• WORK TO COMPLETE:
Print exactly the lines from the one containing "Locate every instance of the distant hill" through the last line of the listing, both included.

========

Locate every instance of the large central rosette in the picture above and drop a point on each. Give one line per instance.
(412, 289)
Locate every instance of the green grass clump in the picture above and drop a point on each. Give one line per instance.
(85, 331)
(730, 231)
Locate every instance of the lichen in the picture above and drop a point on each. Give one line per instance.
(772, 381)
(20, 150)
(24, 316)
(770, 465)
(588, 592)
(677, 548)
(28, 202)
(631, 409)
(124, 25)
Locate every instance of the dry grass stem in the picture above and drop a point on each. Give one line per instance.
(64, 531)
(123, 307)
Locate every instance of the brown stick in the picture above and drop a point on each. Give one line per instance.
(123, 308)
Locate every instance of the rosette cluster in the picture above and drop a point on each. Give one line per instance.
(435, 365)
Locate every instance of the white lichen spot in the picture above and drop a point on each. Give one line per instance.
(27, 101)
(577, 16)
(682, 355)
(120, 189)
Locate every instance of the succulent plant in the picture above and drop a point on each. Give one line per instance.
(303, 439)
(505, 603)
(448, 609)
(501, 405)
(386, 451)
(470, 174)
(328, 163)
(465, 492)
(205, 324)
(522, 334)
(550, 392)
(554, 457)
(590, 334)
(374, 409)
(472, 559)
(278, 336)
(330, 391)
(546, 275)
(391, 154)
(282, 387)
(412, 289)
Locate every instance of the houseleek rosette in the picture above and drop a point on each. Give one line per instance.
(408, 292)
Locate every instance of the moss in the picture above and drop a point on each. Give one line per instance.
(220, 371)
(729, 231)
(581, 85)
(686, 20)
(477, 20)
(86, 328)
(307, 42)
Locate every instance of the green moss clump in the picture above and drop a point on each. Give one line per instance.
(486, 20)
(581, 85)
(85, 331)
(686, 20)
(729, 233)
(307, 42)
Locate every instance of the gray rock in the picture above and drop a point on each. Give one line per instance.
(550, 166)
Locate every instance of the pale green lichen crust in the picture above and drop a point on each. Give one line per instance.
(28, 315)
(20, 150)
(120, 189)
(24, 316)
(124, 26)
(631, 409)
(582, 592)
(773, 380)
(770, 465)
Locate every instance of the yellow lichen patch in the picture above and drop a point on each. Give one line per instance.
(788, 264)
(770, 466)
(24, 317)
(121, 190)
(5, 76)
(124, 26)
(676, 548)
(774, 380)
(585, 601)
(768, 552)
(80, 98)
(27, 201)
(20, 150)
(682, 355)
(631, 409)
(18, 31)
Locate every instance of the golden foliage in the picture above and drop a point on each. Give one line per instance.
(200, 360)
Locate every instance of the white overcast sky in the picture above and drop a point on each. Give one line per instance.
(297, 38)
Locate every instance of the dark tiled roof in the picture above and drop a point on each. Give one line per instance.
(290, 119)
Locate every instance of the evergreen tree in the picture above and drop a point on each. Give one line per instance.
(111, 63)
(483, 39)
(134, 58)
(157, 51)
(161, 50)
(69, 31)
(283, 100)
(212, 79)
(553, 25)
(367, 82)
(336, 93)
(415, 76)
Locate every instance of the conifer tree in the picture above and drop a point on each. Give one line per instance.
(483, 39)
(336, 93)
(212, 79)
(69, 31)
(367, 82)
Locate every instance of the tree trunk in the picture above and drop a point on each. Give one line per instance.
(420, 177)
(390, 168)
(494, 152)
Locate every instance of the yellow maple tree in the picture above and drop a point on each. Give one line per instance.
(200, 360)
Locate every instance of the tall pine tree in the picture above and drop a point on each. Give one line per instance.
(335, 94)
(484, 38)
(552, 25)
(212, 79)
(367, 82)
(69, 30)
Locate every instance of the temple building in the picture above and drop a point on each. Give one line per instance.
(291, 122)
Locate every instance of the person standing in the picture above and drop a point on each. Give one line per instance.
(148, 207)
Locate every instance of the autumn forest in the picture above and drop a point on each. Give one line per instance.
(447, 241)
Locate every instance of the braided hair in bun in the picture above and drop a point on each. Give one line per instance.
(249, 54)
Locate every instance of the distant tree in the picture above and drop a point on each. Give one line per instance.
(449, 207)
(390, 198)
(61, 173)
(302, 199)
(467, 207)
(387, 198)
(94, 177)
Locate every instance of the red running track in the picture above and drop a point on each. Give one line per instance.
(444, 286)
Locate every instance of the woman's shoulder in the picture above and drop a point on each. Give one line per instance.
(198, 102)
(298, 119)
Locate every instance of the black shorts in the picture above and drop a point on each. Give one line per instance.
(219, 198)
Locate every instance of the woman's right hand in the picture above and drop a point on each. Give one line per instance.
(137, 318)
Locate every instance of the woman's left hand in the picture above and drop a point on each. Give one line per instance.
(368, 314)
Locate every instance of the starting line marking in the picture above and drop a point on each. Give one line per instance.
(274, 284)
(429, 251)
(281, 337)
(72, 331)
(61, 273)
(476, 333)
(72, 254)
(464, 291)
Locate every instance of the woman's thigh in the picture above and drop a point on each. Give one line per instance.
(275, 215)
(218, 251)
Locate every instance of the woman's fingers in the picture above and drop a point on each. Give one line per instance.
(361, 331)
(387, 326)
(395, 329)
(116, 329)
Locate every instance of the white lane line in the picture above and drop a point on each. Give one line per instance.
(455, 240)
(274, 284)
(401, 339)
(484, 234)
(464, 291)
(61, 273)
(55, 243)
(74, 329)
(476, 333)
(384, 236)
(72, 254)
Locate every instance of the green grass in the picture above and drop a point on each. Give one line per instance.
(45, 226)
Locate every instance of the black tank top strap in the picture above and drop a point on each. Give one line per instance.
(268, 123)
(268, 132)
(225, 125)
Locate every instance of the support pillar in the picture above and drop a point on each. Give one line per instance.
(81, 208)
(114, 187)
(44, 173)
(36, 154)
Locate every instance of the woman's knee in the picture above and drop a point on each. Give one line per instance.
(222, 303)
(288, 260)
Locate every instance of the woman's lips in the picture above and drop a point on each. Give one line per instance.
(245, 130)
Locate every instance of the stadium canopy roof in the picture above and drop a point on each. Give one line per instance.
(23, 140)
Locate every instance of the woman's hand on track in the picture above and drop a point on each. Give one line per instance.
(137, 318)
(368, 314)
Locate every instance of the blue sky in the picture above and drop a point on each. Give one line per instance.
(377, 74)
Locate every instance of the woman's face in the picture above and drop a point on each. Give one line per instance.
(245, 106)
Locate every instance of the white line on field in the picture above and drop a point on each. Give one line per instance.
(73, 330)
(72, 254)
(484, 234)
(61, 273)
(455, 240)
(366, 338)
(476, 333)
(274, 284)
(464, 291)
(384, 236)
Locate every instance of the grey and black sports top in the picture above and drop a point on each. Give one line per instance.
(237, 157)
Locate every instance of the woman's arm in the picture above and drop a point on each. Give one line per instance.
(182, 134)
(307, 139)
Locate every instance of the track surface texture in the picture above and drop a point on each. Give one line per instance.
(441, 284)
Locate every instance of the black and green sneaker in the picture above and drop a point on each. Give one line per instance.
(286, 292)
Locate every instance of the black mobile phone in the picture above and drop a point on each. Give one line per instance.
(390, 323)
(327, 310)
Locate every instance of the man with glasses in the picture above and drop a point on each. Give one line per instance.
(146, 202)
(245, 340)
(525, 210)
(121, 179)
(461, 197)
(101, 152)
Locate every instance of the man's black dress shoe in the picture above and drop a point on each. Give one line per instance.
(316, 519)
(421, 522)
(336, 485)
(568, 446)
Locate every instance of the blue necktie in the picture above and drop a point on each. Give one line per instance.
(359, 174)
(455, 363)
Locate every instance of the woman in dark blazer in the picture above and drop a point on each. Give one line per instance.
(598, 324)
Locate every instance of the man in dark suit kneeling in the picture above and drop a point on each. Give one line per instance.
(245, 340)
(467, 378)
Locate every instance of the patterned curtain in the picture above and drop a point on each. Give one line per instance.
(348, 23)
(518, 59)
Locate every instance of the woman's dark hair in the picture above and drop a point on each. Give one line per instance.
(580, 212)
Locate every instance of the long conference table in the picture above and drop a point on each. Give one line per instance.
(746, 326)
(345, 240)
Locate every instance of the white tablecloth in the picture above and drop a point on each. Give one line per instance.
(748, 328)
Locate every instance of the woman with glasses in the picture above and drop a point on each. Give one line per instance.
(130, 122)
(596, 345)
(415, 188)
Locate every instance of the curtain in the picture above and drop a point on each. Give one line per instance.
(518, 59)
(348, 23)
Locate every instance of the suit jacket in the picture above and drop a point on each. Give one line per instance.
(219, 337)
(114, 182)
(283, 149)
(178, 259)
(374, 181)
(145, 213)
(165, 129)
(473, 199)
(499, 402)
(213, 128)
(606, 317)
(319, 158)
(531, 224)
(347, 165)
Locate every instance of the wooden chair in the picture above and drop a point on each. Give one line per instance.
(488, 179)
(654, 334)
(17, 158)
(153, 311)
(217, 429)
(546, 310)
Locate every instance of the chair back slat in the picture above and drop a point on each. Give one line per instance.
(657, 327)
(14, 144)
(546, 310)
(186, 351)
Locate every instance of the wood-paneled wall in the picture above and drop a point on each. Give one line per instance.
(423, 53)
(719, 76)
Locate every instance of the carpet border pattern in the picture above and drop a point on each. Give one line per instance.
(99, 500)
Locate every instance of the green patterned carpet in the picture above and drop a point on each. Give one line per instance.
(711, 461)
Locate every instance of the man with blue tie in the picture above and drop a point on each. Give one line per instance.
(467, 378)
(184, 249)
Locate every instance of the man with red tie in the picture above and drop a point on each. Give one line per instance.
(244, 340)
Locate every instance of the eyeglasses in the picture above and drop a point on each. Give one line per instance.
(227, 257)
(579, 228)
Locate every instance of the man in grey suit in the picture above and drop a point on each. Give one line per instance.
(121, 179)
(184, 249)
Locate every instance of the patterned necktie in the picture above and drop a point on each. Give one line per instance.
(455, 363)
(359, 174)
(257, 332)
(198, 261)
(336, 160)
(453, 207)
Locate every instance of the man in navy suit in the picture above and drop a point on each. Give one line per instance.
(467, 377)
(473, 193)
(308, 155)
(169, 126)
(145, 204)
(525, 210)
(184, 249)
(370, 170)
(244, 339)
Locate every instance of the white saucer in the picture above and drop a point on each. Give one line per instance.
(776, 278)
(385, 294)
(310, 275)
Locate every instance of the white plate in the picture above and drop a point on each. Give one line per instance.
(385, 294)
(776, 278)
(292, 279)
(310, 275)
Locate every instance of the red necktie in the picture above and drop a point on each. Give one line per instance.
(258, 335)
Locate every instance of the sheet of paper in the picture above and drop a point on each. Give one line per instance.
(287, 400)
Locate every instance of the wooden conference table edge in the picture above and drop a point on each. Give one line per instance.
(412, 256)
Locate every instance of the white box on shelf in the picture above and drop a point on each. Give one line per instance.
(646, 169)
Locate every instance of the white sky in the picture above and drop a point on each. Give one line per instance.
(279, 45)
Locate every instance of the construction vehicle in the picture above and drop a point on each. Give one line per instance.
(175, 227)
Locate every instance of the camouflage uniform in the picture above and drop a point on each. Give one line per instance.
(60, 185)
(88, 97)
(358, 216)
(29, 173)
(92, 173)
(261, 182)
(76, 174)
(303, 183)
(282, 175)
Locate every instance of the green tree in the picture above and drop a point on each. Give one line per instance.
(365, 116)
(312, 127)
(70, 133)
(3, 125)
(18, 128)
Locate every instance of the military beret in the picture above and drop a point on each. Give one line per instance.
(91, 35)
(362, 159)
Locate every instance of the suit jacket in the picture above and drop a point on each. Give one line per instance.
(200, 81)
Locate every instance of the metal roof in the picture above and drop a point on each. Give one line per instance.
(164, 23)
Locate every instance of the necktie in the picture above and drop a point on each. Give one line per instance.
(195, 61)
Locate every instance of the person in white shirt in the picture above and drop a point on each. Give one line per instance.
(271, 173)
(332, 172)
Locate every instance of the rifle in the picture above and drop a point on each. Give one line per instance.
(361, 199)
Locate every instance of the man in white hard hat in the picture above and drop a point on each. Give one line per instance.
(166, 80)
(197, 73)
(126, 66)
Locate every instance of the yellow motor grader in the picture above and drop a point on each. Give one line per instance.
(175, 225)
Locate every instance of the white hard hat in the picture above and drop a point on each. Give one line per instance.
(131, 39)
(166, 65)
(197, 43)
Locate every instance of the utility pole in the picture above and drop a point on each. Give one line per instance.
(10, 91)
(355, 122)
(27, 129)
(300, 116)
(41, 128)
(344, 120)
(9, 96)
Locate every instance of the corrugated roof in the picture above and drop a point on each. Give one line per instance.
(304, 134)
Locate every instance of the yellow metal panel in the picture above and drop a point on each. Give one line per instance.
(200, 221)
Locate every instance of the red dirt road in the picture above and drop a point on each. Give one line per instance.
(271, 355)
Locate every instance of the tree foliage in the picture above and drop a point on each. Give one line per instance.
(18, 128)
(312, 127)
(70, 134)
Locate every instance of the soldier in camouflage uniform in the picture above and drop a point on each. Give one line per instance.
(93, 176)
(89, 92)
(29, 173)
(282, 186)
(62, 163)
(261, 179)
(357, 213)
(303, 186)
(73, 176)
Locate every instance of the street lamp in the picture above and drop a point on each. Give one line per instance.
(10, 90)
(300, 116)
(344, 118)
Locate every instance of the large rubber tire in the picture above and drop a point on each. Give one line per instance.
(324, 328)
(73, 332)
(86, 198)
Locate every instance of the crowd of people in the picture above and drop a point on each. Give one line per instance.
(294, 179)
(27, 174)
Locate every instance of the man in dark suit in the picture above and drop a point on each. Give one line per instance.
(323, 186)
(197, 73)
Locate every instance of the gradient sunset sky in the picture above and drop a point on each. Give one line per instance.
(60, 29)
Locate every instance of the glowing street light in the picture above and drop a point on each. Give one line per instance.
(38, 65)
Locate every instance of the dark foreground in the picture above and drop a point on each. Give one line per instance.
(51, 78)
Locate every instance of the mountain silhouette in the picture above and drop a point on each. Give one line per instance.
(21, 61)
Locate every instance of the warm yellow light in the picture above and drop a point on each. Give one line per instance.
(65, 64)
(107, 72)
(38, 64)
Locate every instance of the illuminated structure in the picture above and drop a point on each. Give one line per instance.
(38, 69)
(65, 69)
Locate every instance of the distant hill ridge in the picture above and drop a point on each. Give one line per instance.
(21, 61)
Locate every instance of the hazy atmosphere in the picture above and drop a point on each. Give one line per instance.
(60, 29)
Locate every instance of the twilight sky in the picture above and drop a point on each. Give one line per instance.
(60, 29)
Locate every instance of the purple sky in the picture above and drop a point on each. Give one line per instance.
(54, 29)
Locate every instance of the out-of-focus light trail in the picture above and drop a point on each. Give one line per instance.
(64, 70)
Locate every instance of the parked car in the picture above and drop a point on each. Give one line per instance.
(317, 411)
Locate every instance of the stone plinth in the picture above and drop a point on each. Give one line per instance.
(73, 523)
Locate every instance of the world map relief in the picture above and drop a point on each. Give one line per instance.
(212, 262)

========

• OUTPUT OF THE TASK:
Locate every instance of the distant hill ridge in the picture above and drop a point on each. Give one line per instance.
(21, 61)
Locate every instance of the hazy atmosphere in the picture above and drop a point on each. Give one line per instance.
(60, 29)
Locate every instance of the twilight sky in the picture above and drop a point on each. Give one line per instance.
(60, 29)
Locate every instance of the purple sky in the picture above and drop a point on each. Give one line per instance.
(54, 29)
Locate every instance of the out-of-focus light trail in the picture above and drop a point on each. Give one line per instance.
(64, 70)
Locate every instance of the parked car in the picture above and drop a point on each. Give one line per instance.
(317, 411)
Locate every instance of the stone plinth in the picture above and drop a point on each. Give one line per instance.
(73, 523)
Locate every instance of the world map relief in the picture above and drop a point on each. Give one line per instance.
(212, 262)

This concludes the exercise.